[Location identification items]
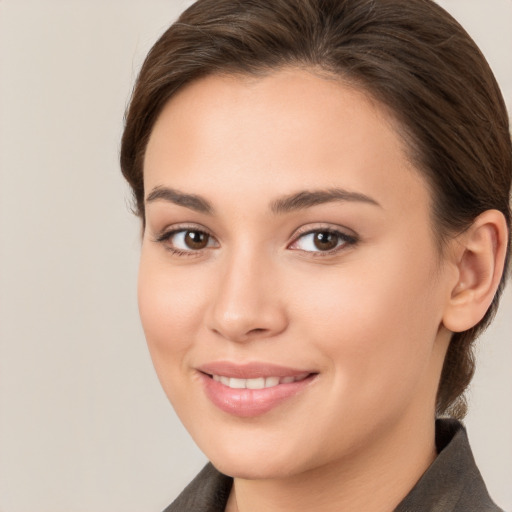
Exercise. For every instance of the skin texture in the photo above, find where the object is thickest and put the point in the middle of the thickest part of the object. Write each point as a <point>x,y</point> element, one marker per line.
<point>368,319</point>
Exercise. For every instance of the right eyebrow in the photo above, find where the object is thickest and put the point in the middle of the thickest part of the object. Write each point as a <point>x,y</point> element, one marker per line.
<point>171,195</point>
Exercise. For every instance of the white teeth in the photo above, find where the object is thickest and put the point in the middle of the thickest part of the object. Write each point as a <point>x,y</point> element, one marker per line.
<point>257,383</point>
<point>237,383</point>
<point>271,382</point>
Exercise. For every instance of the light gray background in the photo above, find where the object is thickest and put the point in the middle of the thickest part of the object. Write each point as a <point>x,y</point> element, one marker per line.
<point>84,425</point>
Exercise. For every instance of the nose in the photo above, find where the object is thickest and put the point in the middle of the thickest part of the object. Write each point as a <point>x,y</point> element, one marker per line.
<point>247,303</point>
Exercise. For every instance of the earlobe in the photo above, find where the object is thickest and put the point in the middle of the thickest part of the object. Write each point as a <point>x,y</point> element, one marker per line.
<point>480,259</point>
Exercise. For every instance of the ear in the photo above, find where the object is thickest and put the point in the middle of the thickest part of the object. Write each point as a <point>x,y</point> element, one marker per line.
<point>479,256</point>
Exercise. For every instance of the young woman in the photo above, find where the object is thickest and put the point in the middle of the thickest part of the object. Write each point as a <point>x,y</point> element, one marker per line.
<point>324,192</point>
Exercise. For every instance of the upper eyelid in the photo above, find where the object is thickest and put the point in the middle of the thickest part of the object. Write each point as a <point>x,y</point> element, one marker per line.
<point>297,233</point>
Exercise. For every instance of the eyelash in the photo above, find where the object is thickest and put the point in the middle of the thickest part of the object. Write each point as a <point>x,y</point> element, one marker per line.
<point>344,240</point>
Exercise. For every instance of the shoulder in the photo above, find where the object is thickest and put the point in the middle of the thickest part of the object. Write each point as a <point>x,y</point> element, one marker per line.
<point>208,492</point>
<point>453,482</point>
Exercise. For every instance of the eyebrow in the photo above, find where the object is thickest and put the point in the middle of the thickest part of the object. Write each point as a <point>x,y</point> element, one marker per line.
<point>293,202</point>
<point>307,199</point>
<point>191,201</point>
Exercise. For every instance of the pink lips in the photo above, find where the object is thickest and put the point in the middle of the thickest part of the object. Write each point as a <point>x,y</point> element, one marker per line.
<point>245,402</point>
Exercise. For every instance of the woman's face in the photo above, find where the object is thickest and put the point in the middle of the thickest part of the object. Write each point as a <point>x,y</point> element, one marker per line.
<point>290,289</point>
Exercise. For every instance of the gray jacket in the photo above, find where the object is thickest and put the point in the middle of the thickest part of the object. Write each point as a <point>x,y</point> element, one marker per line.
<point>451,484</point>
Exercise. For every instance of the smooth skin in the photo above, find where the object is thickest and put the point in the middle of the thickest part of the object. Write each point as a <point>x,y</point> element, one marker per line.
<point>228,278</point>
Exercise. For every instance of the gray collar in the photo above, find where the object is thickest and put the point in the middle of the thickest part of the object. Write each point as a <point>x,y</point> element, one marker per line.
<point>451,484</point>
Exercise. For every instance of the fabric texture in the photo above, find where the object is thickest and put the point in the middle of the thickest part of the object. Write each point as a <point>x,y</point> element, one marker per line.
<point>451,484</point>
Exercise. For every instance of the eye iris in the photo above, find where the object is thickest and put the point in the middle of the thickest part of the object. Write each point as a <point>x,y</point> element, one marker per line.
<point>196,239</point>
<point>324,241</point>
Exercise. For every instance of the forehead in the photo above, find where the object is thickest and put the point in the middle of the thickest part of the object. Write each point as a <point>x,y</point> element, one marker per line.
<point>266,134</point>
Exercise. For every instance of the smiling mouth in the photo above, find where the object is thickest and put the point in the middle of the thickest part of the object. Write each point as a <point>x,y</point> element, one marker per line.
<point>259,382</point>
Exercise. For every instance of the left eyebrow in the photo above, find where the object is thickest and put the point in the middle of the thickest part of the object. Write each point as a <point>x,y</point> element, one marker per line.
<point>307,199</point>
<point>191,201</point>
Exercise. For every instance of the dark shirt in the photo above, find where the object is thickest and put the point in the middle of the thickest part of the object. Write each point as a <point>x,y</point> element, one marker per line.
<point>451,484</point>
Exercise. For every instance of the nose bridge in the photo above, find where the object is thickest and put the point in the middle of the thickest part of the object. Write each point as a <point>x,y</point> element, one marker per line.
<point>246,303</point>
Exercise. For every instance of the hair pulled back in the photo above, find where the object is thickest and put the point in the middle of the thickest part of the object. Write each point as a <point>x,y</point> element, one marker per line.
<point>411,56</point>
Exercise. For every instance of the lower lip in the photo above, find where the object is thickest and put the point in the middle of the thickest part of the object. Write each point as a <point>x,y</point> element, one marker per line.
<point>247,403</point>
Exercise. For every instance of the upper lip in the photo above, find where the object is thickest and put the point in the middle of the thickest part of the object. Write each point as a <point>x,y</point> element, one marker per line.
<point>251,370</point>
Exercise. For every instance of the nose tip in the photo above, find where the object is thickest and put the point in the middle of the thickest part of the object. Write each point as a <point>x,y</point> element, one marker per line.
<point>246,306</point>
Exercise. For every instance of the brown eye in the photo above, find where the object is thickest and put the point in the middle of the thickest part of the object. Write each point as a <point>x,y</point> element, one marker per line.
<point>196,240</point>
<point>325,240</point>
<point>187,240</point>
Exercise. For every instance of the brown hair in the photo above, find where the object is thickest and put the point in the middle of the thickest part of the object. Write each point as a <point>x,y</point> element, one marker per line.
<point>411,56</point>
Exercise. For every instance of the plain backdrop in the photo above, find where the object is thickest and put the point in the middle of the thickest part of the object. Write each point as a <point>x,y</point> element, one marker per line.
<point>84,425</point>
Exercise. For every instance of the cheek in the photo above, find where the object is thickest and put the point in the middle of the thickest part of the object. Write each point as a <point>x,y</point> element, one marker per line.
<point>170,306</point>
<point>376,319</point>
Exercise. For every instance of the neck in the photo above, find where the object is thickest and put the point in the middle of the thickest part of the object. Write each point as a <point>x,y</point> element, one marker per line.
<point>374,479</point>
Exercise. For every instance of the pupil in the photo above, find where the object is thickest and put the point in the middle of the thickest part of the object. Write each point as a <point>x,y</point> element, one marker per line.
<point>196,239</point>
<point>325,240</point>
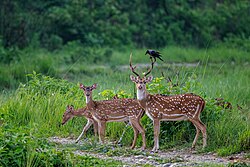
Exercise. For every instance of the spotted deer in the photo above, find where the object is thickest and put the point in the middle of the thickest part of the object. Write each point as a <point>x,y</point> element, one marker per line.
<point>115,110</point>
<point>168,108</point>
<point>82,112</point>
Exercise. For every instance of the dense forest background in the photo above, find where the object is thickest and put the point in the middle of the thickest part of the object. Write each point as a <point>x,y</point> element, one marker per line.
<point>51,24</point>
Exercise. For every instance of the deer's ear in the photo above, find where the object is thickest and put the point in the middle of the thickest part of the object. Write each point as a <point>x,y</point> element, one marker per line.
<point>94,86</point>
<point>82,86</point>
<point>149,79</point>
<point>132,78</point>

[Exercise aim]
Reproduce every one of the lines starting with the line containing "Exercise. For every instance of the fabric" and going on through the line containing "<point>324,241</point>", shifting each point coordinate in the answers by adding 60 to it.

[Exercise answer]
Exercise. For every instance of the fabric texture in the photo above, find where the object is thickest and put the point in the middle of the thickest part of the object. Write each point as a <point>x,y</point> element, one marker per line.
<point>511,544</point>
Exercise. For every instance of the eye iris in the photo above, find where the object is thickest and put the point in the middle of the thickest part of the object. Write each point as a <point>x,y</point> element, one marker per line.
<point>256,299</point>
<point>384,301</point>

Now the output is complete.